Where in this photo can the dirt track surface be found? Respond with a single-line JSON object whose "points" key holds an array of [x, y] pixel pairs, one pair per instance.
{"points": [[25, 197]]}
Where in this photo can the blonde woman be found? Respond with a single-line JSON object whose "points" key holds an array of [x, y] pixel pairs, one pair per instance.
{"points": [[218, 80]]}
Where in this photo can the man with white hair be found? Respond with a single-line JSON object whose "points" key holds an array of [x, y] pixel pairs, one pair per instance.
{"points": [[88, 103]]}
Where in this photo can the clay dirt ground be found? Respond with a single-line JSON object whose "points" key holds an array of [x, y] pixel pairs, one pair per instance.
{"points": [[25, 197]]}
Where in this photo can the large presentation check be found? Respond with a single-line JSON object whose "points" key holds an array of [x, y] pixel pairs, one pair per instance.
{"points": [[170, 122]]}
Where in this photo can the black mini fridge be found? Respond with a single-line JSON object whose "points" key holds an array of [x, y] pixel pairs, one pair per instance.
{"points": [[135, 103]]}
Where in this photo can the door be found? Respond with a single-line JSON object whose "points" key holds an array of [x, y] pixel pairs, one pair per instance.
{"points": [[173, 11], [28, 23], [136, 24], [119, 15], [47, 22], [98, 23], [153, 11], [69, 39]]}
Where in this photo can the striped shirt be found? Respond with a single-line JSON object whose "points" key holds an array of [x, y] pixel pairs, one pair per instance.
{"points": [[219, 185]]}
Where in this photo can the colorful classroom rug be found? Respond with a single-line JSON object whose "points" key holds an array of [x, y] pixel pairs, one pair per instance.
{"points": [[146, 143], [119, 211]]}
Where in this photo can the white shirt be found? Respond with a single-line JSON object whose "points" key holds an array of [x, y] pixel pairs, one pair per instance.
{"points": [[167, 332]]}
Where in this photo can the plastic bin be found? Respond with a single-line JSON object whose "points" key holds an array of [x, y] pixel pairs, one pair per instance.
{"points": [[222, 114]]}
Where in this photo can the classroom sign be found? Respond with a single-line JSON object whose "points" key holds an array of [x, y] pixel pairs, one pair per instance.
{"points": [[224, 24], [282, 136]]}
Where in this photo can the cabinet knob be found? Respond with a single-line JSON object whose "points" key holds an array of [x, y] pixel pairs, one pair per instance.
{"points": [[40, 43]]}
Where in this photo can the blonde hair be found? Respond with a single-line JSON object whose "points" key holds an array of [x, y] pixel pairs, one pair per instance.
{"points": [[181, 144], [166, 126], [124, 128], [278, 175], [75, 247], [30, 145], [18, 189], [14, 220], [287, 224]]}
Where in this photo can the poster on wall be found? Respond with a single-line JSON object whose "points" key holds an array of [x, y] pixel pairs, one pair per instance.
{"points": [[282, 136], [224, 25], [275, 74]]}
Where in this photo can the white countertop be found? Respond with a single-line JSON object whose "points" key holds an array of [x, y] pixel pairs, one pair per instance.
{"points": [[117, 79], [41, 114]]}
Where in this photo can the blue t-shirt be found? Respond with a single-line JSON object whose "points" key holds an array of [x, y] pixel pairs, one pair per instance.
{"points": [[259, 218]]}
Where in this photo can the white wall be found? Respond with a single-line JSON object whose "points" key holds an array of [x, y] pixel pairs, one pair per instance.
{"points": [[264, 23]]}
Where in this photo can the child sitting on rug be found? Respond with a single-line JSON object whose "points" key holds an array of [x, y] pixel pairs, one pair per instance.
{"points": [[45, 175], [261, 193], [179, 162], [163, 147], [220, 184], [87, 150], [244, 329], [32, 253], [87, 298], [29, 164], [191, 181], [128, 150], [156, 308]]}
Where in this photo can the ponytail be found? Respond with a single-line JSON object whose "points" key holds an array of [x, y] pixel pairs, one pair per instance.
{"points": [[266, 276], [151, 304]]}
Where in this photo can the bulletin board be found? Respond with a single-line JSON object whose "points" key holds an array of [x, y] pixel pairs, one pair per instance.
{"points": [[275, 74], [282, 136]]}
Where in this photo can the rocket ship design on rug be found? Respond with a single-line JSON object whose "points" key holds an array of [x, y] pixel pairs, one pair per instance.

____________________

• [Task brief]
Render all of the data above as a JSON array of strings, one string per line, leaving out any blank lines.

• [Solution to the problem]
[
  "Where in this photo can the dirt track surface be found? Respond with a single-line JSON object whose \"points\" key holds an array of [x, y] pixel pairs, one pair per instance.",
  "{\"points\": [[25, 197]]}",
  "Where in this photo can the blonde woman be found? Respond with a single-line JSON object whose \"points\" key holds an array of [x, y] pixel pairs, one pair per instance.",
  "{\"points\": [[218, 80]]}",
  "Where in this photo can the man with white hair be found? Respond with a single-line JSON object whose \"points\" key holds an array of [x, y] pixel pairs, one pair per instance.",
  "{\"points\": [[88, 103]]}",
  "Where in this photo can the clay dirt ground be found? Respond with a single-line JSON object whose \"points\" key holds an array of [x, y] pixel pairs, one pair per instance.",
  "{\"points\": [[25, 197]]}",
  "Where in this photo can the large presentation check be found? Respond with a single-line JSON object whose \"points\" key holds an array of [x, y] pixel pairs, one pair per instance.",
  "{\"points\": [[170, 122]]}",
  "Where in this photo can the black mini fridge be found? Respond with a single-line JSON object whose \"points\" key holds an array of [x, y] pixel pairs, one pair per instance.",
  "{\"points\": [[135, 103]]}",
  "Where in this photo can the door be found? Respond with a single-line JSON object whose \"points\" key holds an array of [x, y] pixel pairs, one pair per instance.",
  "{\"points\": [[173, 11], [28, 23], [136, 24], [119, 15], [47, 22], [98, 23], [153, 11], [69, 39]]}",
  "Where in this photo can the striped shirt be found? Respond with a single-line JSON object whose \"points\" key holds an array of [x, y] pixel pairs, one pair per instance.",
  "{\"points\": [[219, 185]]}",
  "Where in this photo can the colorful classroom rug be found? Respond with a single-line JSON object whose \"points\" key holds an array of [x, y] pixel pairs, one pair per instance.",
  "{\"points\": [[146, 143], [119, 211]]}",
  "Where in this photo can the white shirt be found? Respond with a single-line JSON object whose \"points\" key holds an array of [x, y] pixel pairs, one pair per instance.",
  "{\"points\": [[167, 332]]}",
  "Where in this photo can the plastic bin be found? Respond with a single-line JSON object whose \"points\" key holds an array of [x, y] pixel pairs, one pair per instance.",
  "{\"points\": [[222, 114]]}",
  "Where in this photo can the classroom sign be found? Respond with a single-line JSON object whose \"points\" key holds an array of [x, y] pixel pairs, one pair per instance.",
  "{\"points\": [[224, 24], [282, 136]]}",
  "Where in this photo can the cabinet knob be found? Respond with a single-line JSON object whose \"points\" key holds an array of [x, y] pixel pairs, one pair per instance.",
  "{\"points\": [[40, 43]]}",
  "Where in this photo can the blonde hair be found? Respond with a single-line JSON object whose \"points\" key holds an array of [x, y] pixel pairs, one pair per instance.",
  "{\"points\": [[181, 144], [166, 126], [124, 128], [278, 175], [75, 247], [30, 145], [18, 189], [14, 220], [287, 224]]}",
  "Where in this photo can the poster on wall be found? Respond with a single-line JSON object whose \"points\" key holds an array of [x, y] pixel pairs, one pair per instance.",
  "{\"points\": [[282, 136], [224, 25], [275, 74]]}",
  "Where in this photo can the white countertop be found? Respond with a single-line JSON object whose \"points\" key holds an array of [x, y] pixel pairs, one pair per instance.",
  "{\"points\": [[117, 79], [41, 114]]}",
  "Where in this photo can the blue t-shirt be found? Respond with a single-line JSON object whose \"points\" key holds an array of [x, y] pixel pairs, one pair per instance.",
  "{\"points\": [[259, 218]]}",
  "Where in this photo can the white wall be found? Respond with a single-line JSON object whose \"points\" key holds an array of [x, y] pixel pairs, one pair per instance.",
  "{\"points\": [[264, 23]]}",
  "Where in this photo can the child sitting on rug be found? Respond with a single-line JSON object whose \"points\" key holds an array of [x, y] pixel pairs, one pair per instance.",
  "{\"points\": [[45, 175], [261, 193], [179, 162], [163, 147], [220, 184], [87, 150], [244, 329], [32, 253], [87, 298], [29, 164], [191, 181], [128, 150], [156, 308]]}",
  "Where in this photo can the ponytail be found? Respond with a single-line JSON object whose \"points\" key holds an array of [x, y] pixel pairs, one pair per instance.",
  "{\"points\": [[266, 276], [151, 304]]}",
  "Where in this photo can the bulletin board be found? Respond with a single-line JSON object whose \"points\" key holds an array of [x, y] pixel pairs, one pair per instance.",
  "{\"points\": [[275, 74], [282, 136]]}",
  "Where in this photo can the rocket ship design on rug be found? Respond with a single-line JSON object whose \"points\" key holds an array of [x, y] pixel pairs, one pair per instance."
]